*Your objective:* Your answer must be an exact transcription of every entry.

*Data to use:*
########

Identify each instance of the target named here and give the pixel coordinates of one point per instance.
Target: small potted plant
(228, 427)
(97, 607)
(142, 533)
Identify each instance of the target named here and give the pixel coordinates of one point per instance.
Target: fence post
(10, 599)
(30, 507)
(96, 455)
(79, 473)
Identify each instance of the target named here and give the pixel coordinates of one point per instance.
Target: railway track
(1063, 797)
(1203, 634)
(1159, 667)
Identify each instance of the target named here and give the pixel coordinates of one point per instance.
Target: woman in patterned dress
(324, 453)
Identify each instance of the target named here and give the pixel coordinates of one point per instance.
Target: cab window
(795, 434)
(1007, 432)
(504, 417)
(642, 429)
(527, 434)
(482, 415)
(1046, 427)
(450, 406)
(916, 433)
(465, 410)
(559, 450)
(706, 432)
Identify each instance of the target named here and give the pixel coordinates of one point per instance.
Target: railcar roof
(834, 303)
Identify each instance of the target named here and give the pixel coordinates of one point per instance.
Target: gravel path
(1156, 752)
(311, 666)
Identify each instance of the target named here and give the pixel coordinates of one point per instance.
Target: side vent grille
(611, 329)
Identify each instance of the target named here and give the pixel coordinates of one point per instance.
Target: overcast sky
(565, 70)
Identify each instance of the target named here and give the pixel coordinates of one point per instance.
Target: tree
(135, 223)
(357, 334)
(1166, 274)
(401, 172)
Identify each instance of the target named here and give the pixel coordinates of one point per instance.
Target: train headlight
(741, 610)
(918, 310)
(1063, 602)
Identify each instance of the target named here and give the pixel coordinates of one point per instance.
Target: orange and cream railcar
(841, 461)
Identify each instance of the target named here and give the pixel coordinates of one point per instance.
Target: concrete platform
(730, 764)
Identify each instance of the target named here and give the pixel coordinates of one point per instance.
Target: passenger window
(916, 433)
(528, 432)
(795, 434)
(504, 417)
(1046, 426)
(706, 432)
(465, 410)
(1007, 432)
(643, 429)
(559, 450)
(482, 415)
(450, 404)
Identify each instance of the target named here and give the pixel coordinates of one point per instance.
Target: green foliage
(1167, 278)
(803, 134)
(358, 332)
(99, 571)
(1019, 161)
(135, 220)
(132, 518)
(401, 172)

########

*Written answer:*
Identify each instance of the target named here and give the pixel coordinates of one point per instance.
Target: small potted plant
(228, 427)
(97, 607)
(142, 533)
Identify each instance of the target named here and give the pixel coordinates of one point per instance.
Target: fence post
(10, 599)
(30, 507)
(96, 455)
(79, 473)
Identify each instance of the target named here and give the pixel coordinates of one point per instance.
Target: railway track
(1063, 797)
(1203, 634)
(1159, 667)
Identify each instance of the target named here and give the pixel coordinates of one point per instance.
Target: woman in patterned dress
(324, 453)
Identify each instance of the target named here and give the pixel coordinates of one point per instance.
Target: cab window
(795, 434)
(1007, 432)
(504, 417)
(642, 429)
(527, 434)
(482, 415)
(1046, 427)
(450, 406)
(916, 433)
(465, 410)
(559, 450)
(706, 432)
Identify each instance of the target named here and give the pixel coordinates of one point per instance.
Target: railcar roof
(834, 303)
Identify each instance of the target named here and give the pixel coordinates of one point per instance.
Target: gravel path
(1156, 752)
(311, 666)
Identify each instance of the target named here and give the pixel coordinates of one point per instance.
Target: side vent grille
(611, 329)
Identify each instance of the target named here and give the pixel coordinates of one point per instance.
Target: overcast sky
(565, 70)
Identify each instance of the target named here and give the pixel coordinates of one point per instance.
Target: tree
(135, 223)
(357, 334)
(1166, 274)
(401, 172)
Identify each instance of the target named here and give the pixel coordinates of one point per instance.
Target: train headlight
(741, 610)
(918, 310)
(1063, 602)
Identify each instance of the target named here and give the pixel coordinates of one point per instance.
Target: orange and cream railcar
(841, 461)
Identify each instance of the target named here and give the pixel coordinates of one point per instance.
Target: concrete platform
(730, 764)
Identify each instance of the target named here and give the pixel coordinates of one point per instance.
Target: passenger window
(916, 433)
(528, 432)
(795, 434)
(504, 417)
(1046, 426)
(706, 432)
(465, 410)
(1007, 432)
(643, 429)
(559, 450)
(482, 415)
(450, 404)
Identify each instance of the target named here and give the pixel coordinates of one point per instance.
Target: green foliage
(1167, 278)
(803, 134)
(358, 332)
(99, 571)
(1019, 161)
(135, 220)
(132, 518)
(401, 172)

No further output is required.